— REQUIRED ACTIONS —
1. From the forum post, return the span starting at "473 assert isinstance(fv, Callable)" and ending at "cols, label_cls, **kwargs)".
2. In the forum post, which column is passed to label_from_df for the labels?
3. Using the traceback in the forum post, explain when get_label_cls returns a label class without ever reaching the call to index_row.
━━━━━ PASSAGE GIVEN ━━━━━
Hi,
I am doing the NLP videos and trying to make my own text classifier.
The test and valid data is in a single csv that I am trying to load using this code, which throws up the error as pasted below.
Folder structure: The CSV with the details is in this folder called lm-data
this folder also contains a bunch of other csvs that I am not using, and other data like the data bunch I created earlier.
data_clas = (TextList.from_csv(path, 'ClassifierDataset_Trialrun_split.csv', cols='Text', vocab=data_lm.vocab)
.split_from_df(col='is_valid')
.label_from_df(cols='Specialty')
.databunch(bs=42))
the folder setup is
The error is:
<ipython-input-125-253446505280> in <module>
2 data_clas = (TextList.from_csv(path, 'ClassifierDataset_Trialrun_split.csv', cols='Text', vocab=data_lm.vocab)
3 .split_from_df(col='is_valid')
----> 4 .label_from_df(cols='Specialty')
5 .databunch(bs=42))
~/anaconda3/lib/python3.7/site-packages/fastai/data_block.py in _inner(*args, **kwargs)
473 assert isinstance(fv, Callable)
474 def _inner(*args, **kwargs):
--> 475 self.train = ft(*args, from_item_lists=True, **kwargs)
476 assert isinstance(self.train, LabelList)
477 kwargs['label_cls'] = self.train.y.__class__
~/anaconda3/lib/python3.7/site-packages/fastai/data_block.py in label_from_df(self, cols, label_cls, **kwargs)
284 new_kwargs,label_cls = dict(one_hot=True, classes= cols),MultiCategoryList
285 kwargs = {**new_kwargs, **kwargs}
--> 286 return self._label_from_list(_maybe_squeeze(labels), label_cls=label_cls, **kwargs)
287
288 def label_const(self, const:Any=0, label_cls:Callable=None, **kwargs)->'LabelList':
~/anaconda3/lib/python3.7/site-packages/fastai/data_block.py in _label_from_list(self, labels, label_cls, from_item_lists, **kwargs)
272 raise Exception("Your data isn't split, if you don't want a validation set, please use `split_none`.")
273 labels = array(labels, dtype=object)
--> 274 label_cls = self.get_label_cls(labels, label_cls=label_cls, **kwargs)
275 y = label_cls(labels, path=self.path, **kwargs)
276 res = self._label_list(x=self, y=y)
~/anaconda3/lib/python3.7/site-packages/fastai/data_block.py in get_label_cls(self, labels, label_cls, label_delim, **kwargs)
261 if self.label_cls is not None: return self.label_cls
262 if label_delim is not None: return MultiCategoryList
--> 263 it = index_row(labels,0)
━━━━━ ROWS ━━━━━
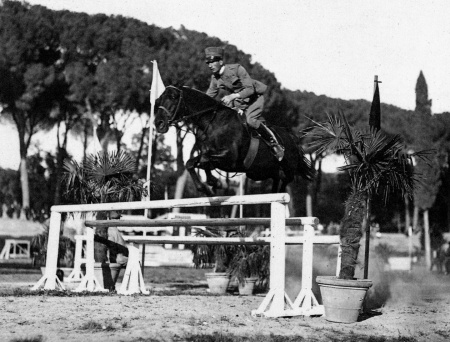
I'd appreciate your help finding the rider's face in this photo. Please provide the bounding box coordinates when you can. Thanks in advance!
[208,60,223,74]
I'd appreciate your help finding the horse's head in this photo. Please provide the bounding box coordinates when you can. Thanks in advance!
[155,86,183,133]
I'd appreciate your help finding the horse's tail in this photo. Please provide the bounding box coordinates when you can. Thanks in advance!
[297,146,316,181]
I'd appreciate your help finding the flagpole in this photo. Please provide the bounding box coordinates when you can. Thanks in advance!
[363,75,381,279]
[144,91,155,218]
[144,61,165,218]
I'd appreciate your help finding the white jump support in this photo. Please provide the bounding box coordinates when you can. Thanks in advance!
[32,211,64,290]
[33,193,340,317]
[75,228,107,292]
[67,235,87,283]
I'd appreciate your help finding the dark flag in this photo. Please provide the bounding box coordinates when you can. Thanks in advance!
[369,81,381,131]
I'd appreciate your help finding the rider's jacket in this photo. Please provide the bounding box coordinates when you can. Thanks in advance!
[206,64,267,107]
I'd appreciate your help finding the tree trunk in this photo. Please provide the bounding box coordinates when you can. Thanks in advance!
[405,196,411,233]
[20,155,30,218]
[413,205,419,232]
[339,192,365,279]
[306,192,313,217]
[423,209,431,270]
━━━━━
— ANSWERS GIVEN —
1.
473 assert isinstance(fv, Callable)
474 def _inner(*args, **kwargs):
--> 475 self.train = ft(*args, from_item_lists=True, **kwargs)
476 assert isinstance(self.train, LabelList)
477 kwargs['label_cls'] = self.train.y.__class__
~/anaconda3/lib/python3.7/site-packages/fastai/data_block.py in label_from_df(self, cols, label_cls, **kwargs)

2. The 'Specialty' column.

3. If self.label_cls is not None, get_label_cls returns self.label_cls at once. If that check fails but label_delim is not None, it returns MultiCategoryList. Only when neither condition holds does it go on to index_row(labels,0).